Exercise aim: Every entry below, from first to last, should be copied exactly.

──────── Provided data ────────

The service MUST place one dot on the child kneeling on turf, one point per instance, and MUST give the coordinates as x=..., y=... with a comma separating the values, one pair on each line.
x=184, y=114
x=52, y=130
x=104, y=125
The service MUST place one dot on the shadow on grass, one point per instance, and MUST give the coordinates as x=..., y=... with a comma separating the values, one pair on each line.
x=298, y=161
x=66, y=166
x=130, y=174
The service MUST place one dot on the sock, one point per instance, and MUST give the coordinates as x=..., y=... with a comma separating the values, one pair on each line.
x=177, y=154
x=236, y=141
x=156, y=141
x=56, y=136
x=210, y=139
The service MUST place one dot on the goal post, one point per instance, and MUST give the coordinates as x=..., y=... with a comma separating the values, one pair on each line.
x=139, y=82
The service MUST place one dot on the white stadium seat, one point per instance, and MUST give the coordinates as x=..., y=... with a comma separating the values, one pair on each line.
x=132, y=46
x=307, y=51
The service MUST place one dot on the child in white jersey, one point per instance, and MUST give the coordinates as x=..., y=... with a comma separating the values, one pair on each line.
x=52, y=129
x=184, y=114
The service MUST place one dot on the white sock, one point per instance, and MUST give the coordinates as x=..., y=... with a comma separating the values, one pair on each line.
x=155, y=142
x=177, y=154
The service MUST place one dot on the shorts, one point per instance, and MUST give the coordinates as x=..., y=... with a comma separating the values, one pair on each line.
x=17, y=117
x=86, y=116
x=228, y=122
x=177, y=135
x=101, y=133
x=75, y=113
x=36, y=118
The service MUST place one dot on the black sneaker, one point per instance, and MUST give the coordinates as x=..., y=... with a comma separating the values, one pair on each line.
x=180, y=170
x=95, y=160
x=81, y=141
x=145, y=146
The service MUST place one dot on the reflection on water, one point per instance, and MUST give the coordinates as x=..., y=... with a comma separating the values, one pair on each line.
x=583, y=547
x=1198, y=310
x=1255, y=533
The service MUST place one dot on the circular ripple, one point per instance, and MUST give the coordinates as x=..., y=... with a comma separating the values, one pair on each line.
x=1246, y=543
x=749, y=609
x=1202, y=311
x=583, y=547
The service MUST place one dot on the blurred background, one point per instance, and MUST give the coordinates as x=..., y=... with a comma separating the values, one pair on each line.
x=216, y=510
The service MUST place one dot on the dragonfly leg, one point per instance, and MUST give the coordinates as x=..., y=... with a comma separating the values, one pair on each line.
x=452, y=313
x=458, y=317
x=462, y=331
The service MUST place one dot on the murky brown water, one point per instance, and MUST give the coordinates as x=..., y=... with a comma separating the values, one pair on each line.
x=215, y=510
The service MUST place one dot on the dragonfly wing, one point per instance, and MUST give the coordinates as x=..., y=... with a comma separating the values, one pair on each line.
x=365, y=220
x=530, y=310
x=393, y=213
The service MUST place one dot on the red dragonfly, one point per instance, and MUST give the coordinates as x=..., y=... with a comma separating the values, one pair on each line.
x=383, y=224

────────

Written response:
The service MUST place one dot on the child kneeling on turf, one point per instance, and MUST give the coordinates as x=..., y=... with a comma separating the values, one pair on each line.
x=184, y=114
x=52, y=130
x=104, y=125
The service MUST place one dot on the shadow on grass, one point per instance, and MUST give the coordinates as x=..., y=... with a comma separating the values, one pair on each line.
x=298, y=161
x=66, y=166
x=130, y=174
The service MUST place one dot on the sock, one point per instance, and MUST give the coordinates as x=..., y=... with a comma separating the values, one pair on each line.
x=177, y=154
x=236, y=141
x=156, y=141
x=56, y=136
x=210, y=139
The service MUST place one dot on the goal post, one point per instance, and MUST give the coordinates as x=..., y=... with a comma separating the values, one pair on each line.
x=139, y=82
The service MUST place one dot on the white stadium seat, one point per instance, and MUST give the coordinates as x=..., y=... with a comma separating the values, one pair on each line.
x=132, y=46
x=307, y=51
The service MUST place one dot on the child in white jersey, one point per instance, and MUST give the coordinates as x=..., y=... with a comma separating the values, one pair on each line.
x=52, y=129
x=184, y=114
The service MUST place one dot on the white sock, one point per instance, and MUST give the coordinates as x=..., y=... with a comma separating the values, one pair on each line.
x=155, y=142
x=177, y=154
The service MUST place one dot on the shorts, one point per instance, and MUST give the coordinates as x=..., y=... with a comma separating the values, one pair on each line.
x=17, y=117
x=86, y=116
x=228, y=122
x=177, y=135
x=101, y=133
x=75, y=113
x=36, y=118
The service MUST place one dot on the black sneaker, one point per instance, and MUST give the coordinates as x=..., y=... with a comma separating the values, one pair on each line.
x=180, y=170
x=95, y=160
x=81, y=141
x=145, y=146
The service MUST place one dot on the reflection on water, one point per instance, and MUST give the coordinates as x=..., y=... with a comma separating the values, one pair on each line.
x=583, y=547
x=1198, y=310
x=1255, y=533
The service MUST place one dot on the circular ripple, one point per instance, and MUST give the coordinates as x=..., y=... with a comma separating the values, one pair on each line.
x=1246, y=543
x=749, y=609
x=1202, y=311
x=583, y=547
The service MUST place one dot on the blurred background, one point per instance, and MUST give the coordinates as x=..., y=... with a comma separating the values, one pair on each line.
x=216, y=510
The service MUST place one dot on the dragonfly leg, one point per instance, and MUST give the coordinates as x=..., y=... with a comma separating the values, one pair on each line.
x=452, y=313
x=458, y=317
x=462, y=331
The service MUST place one dot on the murky brown water, one point per instance, and MUST give the coordinates as x=..., y=... with a comma separating the values, one pair on each line.
x=215, y=510
The service MUST place one dot on the dragonfly wing, one point per instance, and MUST give the coordinates as x=..., y=... with a comma separating the values, one pair on each line.
x=365, y=220
x=530, y=310
x=393, y=213
The service MUST place one dot on the red dragonfly, one point per instance, and MUST give the coordinates as x=..., y=... with a comma separating the values, one pair on each line.
x=383, y=224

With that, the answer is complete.